»»

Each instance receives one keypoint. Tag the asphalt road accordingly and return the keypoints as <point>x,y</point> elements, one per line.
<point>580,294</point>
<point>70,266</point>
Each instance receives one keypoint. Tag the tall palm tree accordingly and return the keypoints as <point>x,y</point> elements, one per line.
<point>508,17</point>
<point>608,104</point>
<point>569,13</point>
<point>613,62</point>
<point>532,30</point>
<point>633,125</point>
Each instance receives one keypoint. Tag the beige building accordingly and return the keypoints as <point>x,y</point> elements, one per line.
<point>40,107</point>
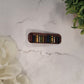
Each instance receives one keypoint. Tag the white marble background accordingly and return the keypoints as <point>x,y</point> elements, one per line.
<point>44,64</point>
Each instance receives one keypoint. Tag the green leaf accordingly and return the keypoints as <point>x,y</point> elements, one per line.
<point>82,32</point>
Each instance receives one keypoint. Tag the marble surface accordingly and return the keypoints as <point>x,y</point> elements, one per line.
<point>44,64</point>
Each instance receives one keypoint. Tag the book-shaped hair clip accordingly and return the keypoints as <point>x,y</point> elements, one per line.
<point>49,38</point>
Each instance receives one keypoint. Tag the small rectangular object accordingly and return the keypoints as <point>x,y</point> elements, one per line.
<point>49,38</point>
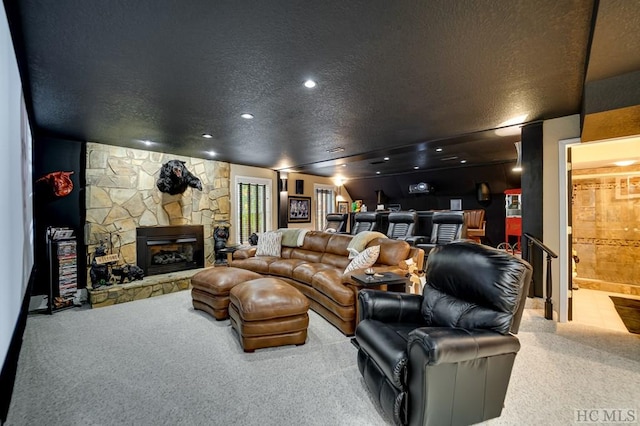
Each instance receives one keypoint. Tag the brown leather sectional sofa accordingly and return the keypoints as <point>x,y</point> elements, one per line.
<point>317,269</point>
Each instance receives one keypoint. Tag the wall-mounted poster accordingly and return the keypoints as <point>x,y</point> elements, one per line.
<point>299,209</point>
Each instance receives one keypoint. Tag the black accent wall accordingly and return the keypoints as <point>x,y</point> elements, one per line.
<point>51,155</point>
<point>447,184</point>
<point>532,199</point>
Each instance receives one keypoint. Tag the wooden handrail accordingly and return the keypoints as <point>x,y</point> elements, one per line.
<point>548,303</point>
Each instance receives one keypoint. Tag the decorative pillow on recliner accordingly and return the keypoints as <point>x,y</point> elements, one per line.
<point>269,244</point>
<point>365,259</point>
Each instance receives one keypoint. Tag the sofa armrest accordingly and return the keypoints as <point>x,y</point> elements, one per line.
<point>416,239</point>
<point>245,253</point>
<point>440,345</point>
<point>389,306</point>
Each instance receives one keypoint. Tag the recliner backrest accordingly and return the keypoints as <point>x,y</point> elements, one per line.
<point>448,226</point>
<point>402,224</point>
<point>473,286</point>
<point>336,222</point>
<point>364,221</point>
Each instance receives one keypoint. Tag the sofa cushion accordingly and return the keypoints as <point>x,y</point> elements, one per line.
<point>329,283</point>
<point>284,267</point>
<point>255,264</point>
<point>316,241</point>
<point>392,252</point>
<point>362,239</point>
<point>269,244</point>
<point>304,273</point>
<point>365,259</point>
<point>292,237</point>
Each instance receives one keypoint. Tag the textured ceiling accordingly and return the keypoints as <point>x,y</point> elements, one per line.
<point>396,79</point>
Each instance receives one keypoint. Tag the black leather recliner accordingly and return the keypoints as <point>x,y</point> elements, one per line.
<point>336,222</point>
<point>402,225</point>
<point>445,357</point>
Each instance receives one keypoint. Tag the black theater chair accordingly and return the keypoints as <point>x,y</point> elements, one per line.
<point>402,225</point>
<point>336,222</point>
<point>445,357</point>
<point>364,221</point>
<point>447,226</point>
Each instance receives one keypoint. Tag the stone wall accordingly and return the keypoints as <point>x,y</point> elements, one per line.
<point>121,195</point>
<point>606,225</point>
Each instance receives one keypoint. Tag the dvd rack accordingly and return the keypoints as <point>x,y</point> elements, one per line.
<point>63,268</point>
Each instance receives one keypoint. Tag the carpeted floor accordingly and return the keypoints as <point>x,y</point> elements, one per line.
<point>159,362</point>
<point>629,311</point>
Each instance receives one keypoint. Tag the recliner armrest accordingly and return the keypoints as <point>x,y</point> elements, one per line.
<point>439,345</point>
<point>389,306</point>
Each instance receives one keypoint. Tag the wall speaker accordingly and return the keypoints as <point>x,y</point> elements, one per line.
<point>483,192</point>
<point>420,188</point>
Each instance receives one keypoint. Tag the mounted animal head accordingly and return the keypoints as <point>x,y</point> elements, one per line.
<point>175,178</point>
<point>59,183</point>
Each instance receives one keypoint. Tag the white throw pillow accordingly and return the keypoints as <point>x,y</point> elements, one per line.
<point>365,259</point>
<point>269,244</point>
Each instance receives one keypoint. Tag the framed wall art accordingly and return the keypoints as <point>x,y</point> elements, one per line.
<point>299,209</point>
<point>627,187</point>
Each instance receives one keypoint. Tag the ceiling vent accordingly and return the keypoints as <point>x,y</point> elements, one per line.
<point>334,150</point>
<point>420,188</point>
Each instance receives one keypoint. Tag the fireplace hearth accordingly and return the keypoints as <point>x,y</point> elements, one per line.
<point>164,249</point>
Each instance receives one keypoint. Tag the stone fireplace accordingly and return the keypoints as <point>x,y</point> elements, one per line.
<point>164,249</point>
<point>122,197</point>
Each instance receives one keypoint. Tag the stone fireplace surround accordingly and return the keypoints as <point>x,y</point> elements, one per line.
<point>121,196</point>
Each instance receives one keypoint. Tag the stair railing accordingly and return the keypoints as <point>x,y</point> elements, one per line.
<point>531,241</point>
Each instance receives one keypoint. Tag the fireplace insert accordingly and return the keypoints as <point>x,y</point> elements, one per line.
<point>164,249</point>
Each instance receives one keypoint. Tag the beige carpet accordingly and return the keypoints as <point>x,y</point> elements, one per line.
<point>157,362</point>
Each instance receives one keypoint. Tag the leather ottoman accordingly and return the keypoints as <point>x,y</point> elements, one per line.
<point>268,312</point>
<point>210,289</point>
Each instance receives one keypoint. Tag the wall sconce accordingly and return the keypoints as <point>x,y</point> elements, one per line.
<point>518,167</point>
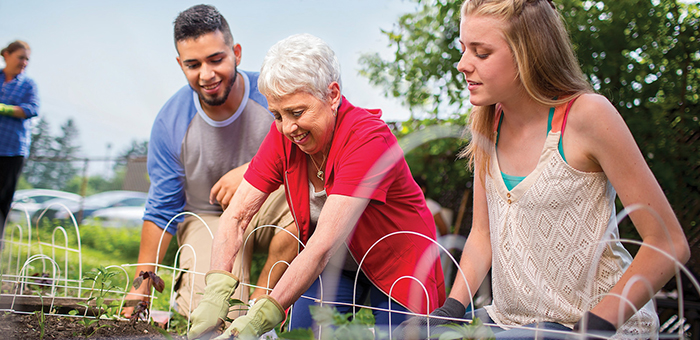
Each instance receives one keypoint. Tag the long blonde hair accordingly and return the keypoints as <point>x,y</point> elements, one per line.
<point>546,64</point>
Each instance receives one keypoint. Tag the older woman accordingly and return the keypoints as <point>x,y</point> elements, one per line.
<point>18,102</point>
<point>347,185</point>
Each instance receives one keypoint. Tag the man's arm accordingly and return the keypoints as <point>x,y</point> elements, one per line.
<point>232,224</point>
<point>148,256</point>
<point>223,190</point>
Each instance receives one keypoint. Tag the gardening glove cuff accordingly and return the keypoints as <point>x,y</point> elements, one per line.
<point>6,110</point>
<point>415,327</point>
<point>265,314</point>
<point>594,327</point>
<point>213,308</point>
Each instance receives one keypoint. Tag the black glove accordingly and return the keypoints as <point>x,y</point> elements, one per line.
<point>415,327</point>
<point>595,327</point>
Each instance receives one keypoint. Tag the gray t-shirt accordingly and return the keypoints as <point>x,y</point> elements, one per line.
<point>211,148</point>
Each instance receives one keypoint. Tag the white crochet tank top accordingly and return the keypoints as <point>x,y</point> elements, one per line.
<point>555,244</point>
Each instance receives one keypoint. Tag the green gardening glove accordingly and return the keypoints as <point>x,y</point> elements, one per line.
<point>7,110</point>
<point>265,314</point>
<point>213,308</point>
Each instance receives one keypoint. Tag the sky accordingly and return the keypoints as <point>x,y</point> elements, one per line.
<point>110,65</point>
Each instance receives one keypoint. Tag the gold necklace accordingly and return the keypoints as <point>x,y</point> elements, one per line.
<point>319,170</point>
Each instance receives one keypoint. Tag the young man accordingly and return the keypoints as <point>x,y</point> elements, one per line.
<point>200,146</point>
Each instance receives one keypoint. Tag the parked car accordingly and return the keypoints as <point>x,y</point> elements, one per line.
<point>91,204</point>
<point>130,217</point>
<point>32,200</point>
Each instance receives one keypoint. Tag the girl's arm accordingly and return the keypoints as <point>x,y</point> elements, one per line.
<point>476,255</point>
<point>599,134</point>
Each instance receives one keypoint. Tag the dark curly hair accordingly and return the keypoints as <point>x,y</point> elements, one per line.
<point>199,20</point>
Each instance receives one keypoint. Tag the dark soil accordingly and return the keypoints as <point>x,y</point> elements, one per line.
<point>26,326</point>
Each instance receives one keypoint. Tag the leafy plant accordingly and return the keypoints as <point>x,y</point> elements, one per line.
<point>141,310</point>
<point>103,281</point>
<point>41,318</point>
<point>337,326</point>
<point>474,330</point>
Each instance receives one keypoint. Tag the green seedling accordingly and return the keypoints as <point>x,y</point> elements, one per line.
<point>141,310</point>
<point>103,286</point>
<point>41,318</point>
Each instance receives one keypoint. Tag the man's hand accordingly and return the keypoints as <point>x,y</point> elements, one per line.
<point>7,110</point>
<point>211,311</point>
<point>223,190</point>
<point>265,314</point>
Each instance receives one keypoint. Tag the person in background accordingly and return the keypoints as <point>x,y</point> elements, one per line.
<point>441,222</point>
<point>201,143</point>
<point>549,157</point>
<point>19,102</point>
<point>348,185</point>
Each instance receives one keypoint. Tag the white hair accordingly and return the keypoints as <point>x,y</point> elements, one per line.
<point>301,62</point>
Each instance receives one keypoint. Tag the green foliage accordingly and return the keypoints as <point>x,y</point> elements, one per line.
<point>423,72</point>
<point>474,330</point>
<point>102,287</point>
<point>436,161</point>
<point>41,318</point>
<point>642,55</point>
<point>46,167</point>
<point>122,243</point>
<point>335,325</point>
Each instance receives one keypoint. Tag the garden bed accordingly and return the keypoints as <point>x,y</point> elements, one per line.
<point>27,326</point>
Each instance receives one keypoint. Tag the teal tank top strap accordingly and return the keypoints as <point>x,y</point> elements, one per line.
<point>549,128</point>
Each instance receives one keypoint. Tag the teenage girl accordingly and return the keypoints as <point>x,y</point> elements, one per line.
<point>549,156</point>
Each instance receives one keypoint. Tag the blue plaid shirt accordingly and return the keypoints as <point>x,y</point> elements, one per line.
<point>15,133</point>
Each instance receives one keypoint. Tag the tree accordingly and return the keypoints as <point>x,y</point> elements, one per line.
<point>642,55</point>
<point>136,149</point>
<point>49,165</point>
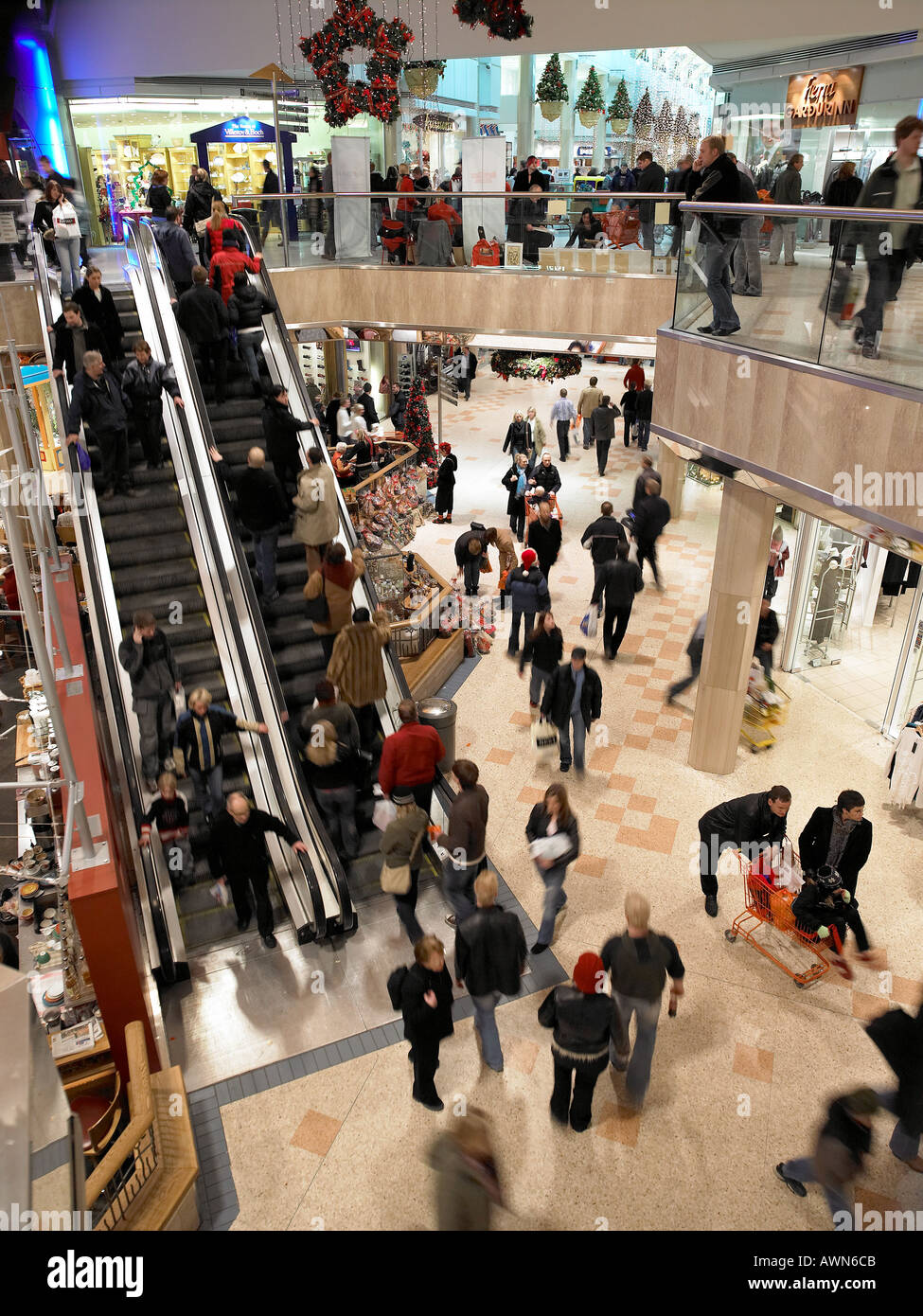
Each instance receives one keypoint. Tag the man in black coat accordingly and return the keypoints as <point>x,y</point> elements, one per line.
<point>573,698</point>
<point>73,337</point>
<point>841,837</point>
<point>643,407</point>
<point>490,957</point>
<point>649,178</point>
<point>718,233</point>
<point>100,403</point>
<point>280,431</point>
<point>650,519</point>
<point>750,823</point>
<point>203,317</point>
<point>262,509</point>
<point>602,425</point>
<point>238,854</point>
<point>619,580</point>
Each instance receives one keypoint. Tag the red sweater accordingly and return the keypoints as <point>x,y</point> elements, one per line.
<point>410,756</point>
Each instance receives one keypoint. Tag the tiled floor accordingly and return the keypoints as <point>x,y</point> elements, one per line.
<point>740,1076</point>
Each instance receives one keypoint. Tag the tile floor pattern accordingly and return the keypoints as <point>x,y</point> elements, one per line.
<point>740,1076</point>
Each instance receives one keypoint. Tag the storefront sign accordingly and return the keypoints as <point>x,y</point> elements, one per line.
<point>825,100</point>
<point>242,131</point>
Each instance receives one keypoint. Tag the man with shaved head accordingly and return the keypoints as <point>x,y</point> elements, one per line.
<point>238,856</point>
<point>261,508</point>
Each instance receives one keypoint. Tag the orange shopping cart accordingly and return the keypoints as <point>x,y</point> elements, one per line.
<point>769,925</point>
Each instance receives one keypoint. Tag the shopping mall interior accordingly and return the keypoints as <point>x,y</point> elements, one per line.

««

Your objective — Each line from the one containing "Each instance receives one keypoint. Tag the storefront" to the last line above must be returned exactly, and no line outside that range.

Task response —
Each instance receives one keypoint. Tag the storefront sign accordingly and return the keypoints as <point>x,y</point> elements, one per line.
<point>825,100</point>
<point>242,131</point>
Each instance receives one keypoint. Tag the man with shaved head accordingly and return the keypoints as <point>x,y</point> elements, one per line.
<point>238,856</point>
<point>261,508</point>
Each instance receives one keypoint. Tag the orange shopping cart accordingly and return the keypoints as <point>x,y</point> elements, one per line.
<point>769,925</point>
Each instance receives one keypoint. Tag the shopping mall interior accordingly and return the keypoints as <point>x,y</point> elements, one per line.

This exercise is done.